#### EXCERPTED PASSAGE

How Would God Speak About You? – A Meditation on Job 1

December 10, 2009

If God were to speak about you what would He say? Would He commend or condemn you? What would He say is your chief and defining characteristic? Would it be that: ‘you have faith in Him’ or ‘you love Him’ or you serve Him’? Any of these would be wonderful things to have God say about us. In the Bible we find God commending people. Consider what He says of Job and of Abraham.

The Book of Job opens with Satan appearing before God and God commending Job to him. “Have you considered My servant Job, that there is none like him on the earth, a blameless and upright man, one who fears God and shuns evil?” In Genesis 22 Abraham offers Isaac to the Lord as God had commanded him. In response Christ says to him “for now I know that you fear God, since you have not withheld your son, your only son, from Me.” Here are two of the giants of the Bible. The thing that God commends in both of them is that they fear Him.

A century ago, if you were a serious and devout Christian you would have been called a God-fearing person. But today, we rarely hear people called ‘God-fearing.’ We are as likely as not to refer to believers as ‘born again Christians’ or ‘Spirit-filled.’ Changes in the way people speak frequently signals important shifts in how they think.

########
#### ENTRIES SUPPLIED

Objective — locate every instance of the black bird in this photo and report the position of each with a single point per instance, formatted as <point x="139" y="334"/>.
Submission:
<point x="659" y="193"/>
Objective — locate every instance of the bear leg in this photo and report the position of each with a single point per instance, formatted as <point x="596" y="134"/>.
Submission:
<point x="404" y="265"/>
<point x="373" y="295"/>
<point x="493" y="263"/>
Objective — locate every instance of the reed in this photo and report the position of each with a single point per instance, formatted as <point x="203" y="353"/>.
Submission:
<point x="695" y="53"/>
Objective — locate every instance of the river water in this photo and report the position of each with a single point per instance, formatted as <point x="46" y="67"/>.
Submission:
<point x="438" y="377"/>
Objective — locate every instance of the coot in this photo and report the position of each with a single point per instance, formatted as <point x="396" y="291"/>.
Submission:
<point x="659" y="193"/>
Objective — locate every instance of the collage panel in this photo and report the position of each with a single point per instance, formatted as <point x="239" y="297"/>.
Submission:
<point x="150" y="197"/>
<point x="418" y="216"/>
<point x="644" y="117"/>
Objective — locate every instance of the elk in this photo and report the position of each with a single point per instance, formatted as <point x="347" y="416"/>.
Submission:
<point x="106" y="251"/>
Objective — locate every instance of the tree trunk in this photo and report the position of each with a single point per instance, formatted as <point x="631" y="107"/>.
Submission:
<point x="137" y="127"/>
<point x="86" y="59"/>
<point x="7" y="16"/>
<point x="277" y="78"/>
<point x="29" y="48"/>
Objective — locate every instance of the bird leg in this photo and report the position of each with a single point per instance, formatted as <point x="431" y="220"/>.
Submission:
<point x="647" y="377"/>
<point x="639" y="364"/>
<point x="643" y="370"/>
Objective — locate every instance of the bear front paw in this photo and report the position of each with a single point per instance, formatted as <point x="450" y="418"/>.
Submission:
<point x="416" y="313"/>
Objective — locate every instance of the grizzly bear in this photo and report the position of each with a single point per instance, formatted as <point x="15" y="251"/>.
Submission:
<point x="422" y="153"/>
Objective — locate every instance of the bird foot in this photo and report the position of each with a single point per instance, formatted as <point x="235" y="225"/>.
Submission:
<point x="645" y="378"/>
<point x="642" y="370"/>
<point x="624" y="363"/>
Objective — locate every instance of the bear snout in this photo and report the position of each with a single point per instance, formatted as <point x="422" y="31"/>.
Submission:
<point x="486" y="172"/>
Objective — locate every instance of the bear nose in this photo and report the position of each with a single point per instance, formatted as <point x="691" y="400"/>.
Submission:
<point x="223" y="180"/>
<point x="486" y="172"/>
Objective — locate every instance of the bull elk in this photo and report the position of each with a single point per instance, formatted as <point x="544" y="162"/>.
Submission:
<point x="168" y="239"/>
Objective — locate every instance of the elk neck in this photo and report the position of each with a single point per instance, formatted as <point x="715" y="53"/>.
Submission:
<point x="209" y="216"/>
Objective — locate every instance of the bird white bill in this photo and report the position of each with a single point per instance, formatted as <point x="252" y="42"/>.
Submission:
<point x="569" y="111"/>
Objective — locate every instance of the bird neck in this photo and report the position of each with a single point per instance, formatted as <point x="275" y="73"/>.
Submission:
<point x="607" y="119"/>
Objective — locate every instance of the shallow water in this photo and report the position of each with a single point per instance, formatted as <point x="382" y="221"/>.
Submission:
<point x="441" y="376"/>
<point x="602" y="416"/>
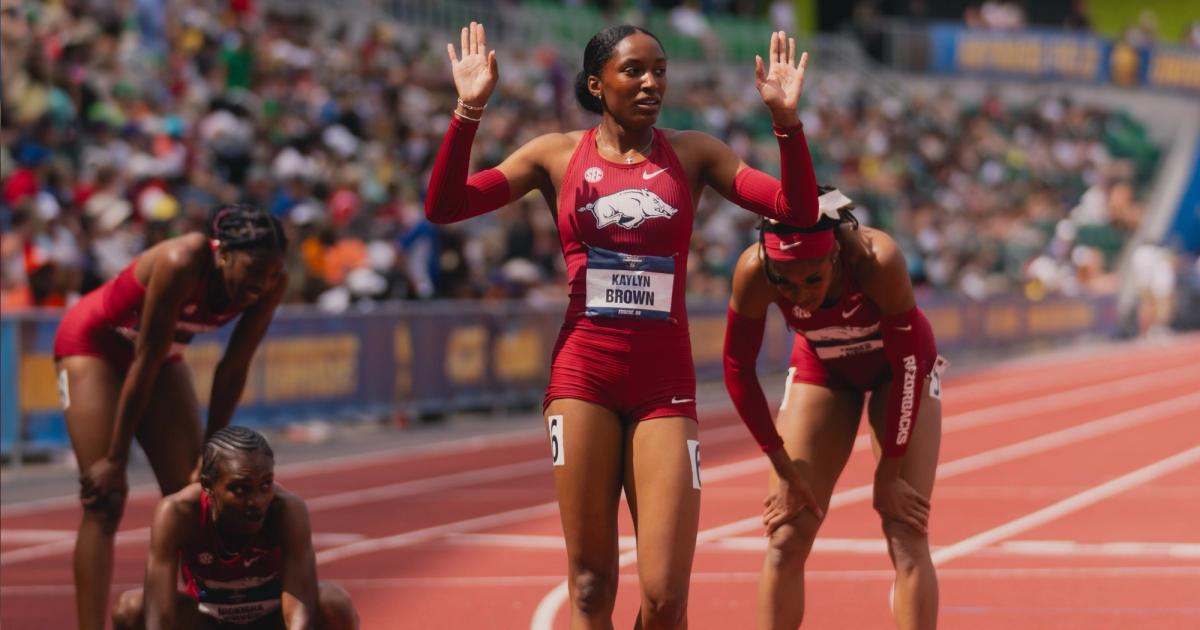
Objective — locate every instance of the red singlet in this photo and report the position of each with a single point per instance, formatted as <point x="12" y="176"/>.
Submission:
<point x="105" y="322"/>
<point x="624" y="232"/>
<point x="234" y="586"/>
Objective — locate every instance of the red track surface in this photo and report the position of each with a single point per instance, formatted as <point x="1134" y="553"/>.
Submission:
<point x="1068" y="497"/>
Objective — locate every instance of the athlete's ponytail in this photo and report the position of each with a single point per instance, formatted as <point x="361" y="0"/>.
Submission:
<point x="227" y="442"/>
<point x="595" y="55"/>
<point x="246" y="227"/>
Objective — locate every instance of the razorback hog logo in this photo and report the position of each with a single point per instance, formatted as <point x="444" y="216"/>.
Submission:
<point x="628" y="208"/>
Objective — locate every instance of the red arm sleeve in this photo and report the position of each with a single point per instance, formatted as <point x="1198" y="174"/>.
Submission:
<point x="911" y="351"/>
<point x="743" y="337"/>
<point x="795" y="201"/>
<point x="454" y="197"/>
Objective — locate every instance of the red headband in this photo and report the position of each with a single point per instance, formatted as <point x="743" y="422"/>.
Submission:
<point x="798" y="246"/>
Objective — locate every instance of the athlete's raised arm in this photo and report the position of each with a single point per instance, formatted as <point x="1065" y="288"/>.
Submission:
<point x="792" y="198"/>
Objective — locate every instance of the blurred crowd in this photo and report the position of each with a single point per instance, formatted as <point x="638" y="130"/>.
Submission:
<point x="125" y="121"/>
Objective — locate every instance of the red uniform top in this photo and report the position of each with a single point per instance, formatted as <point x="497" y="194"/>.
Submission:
<point x="624" y="232"/>
<point x="845" y="337"/>
<point x="105" y="323"/>
<point x="234" y="586"/>
<point x="850" y="345"/>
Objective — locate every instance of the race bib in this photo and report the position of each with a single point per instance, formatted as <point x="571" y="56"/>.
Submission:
<point x="629" y="286"/>
<point x="935" y="377"/>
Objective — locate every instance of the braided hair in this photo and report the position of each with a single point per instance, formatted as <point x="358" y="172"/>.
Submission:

########

**EXERCISE GOAL:**
Pick up the meditation on Job 1 after its last sentence and continue writing it.

**EXPECTED OUTPUT:**
There has been a tremendous transition in the way Christians think and speak about their faith. In the 19th century you were considered a sincere Christian if your faith had a significant impact on your character and your conduct. To fear God meant to obey Him carefully and consistently. Without it you were not considered to have been truly converted. The 20th century has become much more experience oriented. Jimi Hendrix expressed it quintessentially for young Boomers when he sang, “Are you experienced? I am.” The emergence of the terms, ‘born again,’ and ‘Spirit-filled’ reflect this change. The terms refer to experiences, but not necessarily to the character produced by them. Many people claim to have ‘born again’ experiences which have no connection to Christianity. The term itself can mean nothing more than getting a fresh start. As used by Jesus it pointed to a radical change in character, but current usage does not require such a transformation. Likewise, to be ‘Spirit-filled’ is seen as gaining power to serve Christ more than power to obey Him.

The loss of the older way of speaking reflects the loss of a commitment in the contemporary church to an evangelistic method that aims at a fundamental transformation of the life. We need churches that are committed to preaching and worship that produces the fear of God in his beloved children.

Would God be able to say of you, as He did of Job, ‘Have you considered my servant, a blameless and upright man, one that fears God’ and of Abraham, ‘Now I know that you fear Me’? Does God know that you fear Him? Do you know what it is to fear Him? Caveat lector!